▶ Written request: Select and copy every line of the data that contains the word "orange", treating uppercase and lowercase letters as different.

▶ Available data:
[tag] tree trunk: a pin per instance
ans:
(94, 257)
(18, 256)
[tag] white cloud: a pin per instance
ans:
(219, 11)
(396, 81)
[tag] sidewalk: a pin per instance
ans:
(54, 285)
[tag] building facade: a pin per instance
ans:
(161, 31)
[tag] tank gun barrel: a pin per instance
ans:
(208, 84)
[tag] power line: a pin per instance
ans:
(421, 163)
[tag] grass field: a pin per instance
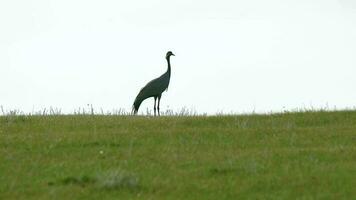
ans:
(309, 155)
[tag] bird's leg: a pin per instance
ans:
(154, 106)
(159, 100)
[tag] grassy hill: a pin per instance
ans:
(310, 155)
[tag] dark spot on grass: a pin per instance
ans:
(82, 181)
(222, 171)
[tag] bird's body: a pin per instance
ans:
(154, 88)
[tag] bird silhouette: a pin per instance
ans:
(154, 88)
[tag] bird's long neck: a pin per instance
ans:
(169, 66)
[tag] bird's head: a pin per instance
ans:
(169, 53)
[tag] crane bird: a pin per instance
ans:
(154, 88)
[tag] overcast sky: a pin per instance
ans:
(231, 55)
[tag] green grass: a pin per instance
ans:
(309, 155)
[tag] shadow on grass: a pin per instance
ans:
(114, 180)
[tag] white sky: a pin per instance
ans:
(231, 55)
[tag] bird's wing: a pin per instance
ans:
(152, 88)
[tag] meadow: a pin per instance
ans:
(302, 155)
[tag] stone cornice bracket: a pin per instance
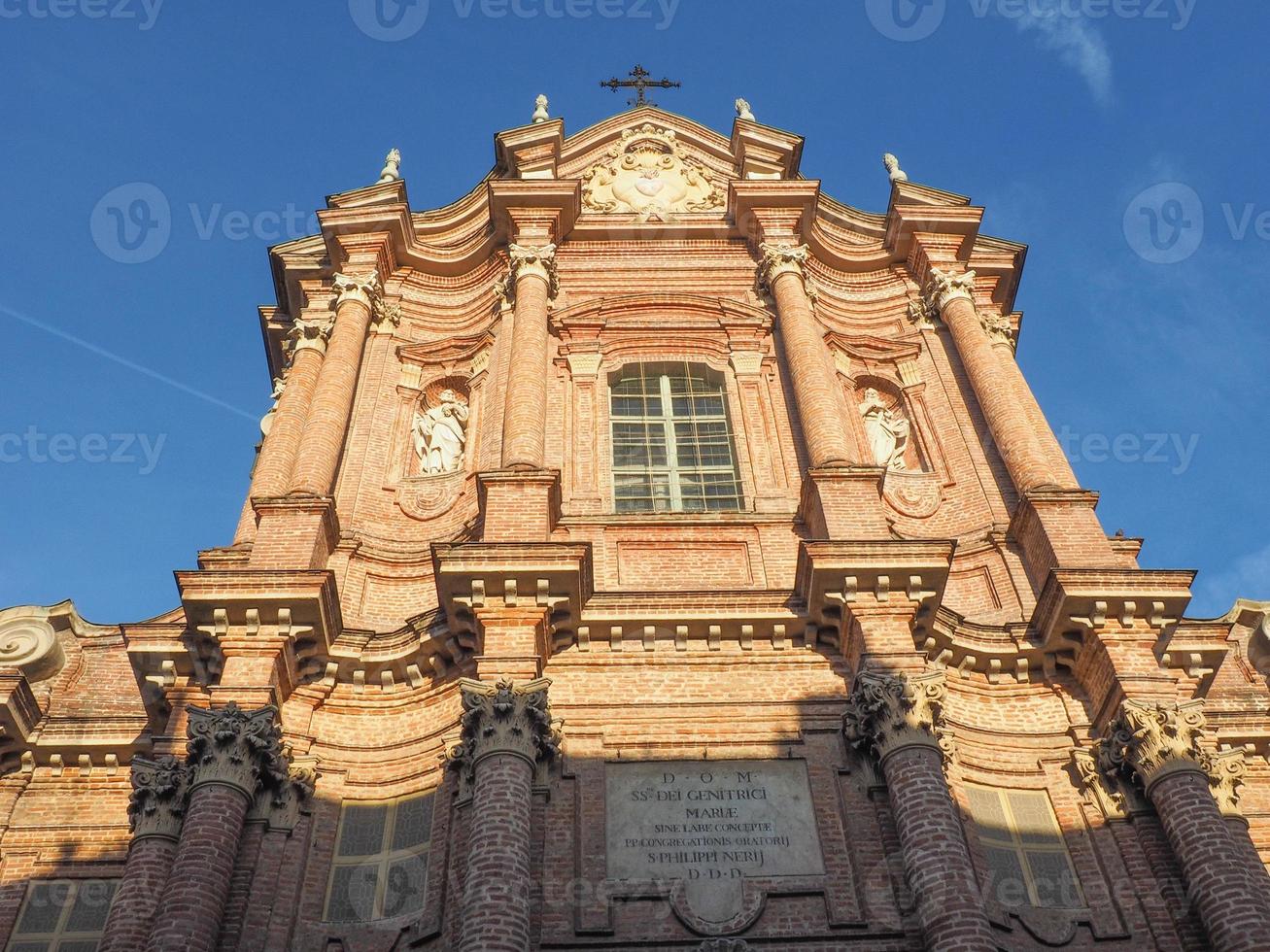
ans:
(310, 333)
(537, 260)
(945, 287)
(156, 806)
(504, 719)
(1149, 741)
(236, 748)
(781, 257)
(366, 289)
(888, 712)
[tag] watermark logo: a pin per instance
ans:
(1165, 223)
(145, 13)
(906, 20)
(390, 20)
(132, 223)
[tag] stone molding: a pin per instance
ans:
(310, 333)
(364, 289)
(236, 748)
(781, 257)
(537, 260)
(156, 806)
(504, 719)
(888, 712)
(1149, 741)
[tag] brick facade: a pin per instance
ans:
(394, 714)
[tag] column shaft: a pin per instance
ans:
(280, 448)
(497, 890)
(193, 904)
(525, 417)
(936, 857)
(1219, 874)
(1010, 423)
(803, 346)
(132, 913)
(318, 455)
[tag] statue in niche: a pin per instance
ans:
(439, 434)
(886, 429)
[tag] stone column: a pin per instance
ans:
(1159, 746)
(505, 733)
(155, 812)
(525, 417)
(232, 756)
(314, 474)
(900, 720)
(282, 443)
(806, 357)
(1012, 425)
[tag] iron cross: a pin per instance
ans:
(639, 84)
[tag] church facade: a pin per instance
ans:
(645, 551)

==

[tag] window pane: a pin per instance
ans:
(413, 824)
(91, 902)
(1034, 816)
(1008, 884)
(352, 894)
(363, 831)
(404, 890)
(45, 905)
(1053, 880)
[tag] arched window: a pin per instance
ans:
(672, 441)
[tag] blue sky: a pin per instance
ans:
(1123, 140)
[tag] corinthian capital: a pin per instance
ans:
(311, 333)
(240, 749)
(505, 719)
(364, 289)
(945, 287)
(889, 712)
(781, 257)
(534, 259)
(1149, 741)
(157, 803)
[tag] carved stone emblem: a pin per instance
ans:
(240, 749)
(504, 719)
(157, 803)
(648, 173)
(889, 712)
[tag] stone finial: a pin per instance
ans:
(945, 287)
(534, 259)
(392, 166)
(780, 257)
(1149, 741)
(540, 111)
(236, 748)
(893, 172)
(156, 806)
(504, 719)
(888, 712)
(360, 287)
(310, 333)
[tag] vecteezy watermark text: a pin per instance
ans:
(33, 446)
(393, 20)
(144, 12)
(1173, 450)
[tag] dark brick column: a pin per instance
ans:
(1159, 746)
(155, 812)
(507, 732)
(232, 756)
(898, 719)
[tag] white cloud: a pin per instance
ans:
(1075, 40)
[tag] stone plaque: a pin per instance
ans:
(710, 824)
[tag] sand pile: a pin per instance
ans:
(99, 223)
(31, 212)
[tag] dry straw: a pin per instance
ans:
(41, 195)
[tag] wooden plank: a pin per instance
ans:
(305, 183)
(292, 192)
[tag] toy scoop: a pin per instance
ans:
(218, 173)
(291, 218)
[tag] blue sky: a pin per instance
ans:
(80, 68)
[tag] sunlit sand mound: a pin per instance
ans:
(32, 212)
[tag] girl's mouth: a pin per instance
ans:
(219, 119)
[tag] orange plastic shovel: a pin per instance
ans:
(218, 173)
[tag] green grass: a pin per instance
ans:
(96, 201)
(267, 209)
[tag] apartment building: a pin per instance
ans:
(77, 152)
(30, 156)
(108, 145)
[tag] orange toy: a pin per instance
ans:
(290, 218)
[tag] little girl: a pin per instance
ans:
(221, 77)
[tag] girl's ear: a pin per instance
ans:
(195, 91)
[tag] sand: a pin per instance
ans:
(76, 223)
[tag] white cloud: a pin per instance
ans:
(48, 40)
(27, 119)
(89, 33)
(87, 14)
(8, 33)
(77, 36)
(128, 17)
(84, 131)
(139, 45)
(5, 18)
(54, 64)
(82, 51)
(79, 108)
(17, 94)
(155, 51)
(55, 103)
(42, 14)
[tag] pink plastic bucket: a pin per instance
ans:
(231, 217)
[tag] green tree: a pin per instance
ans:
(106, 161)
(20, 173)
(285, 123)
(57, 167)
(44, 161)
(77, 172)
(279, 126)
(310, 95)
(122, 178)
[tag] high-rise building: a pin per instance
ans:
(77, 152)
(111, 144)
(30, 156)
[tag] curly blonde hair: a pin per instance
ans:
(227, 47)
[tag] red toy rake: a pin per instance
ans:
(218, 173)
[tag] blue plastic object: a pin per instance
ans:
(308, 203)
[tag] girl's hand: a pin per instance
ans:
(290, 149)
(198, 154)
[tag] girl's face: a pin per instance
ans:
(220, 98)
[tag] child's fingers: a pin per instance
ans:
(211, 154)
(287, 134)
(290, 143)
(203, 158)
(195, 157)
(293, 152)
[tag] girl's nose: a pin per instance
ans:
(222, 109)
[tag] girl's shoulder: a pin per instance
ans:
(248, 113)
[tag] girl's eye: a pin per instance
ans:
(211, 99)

▶ Exercise output:
[tag] orange plastic shovel: a pin per instance
[tag] orange toy: a pin per instance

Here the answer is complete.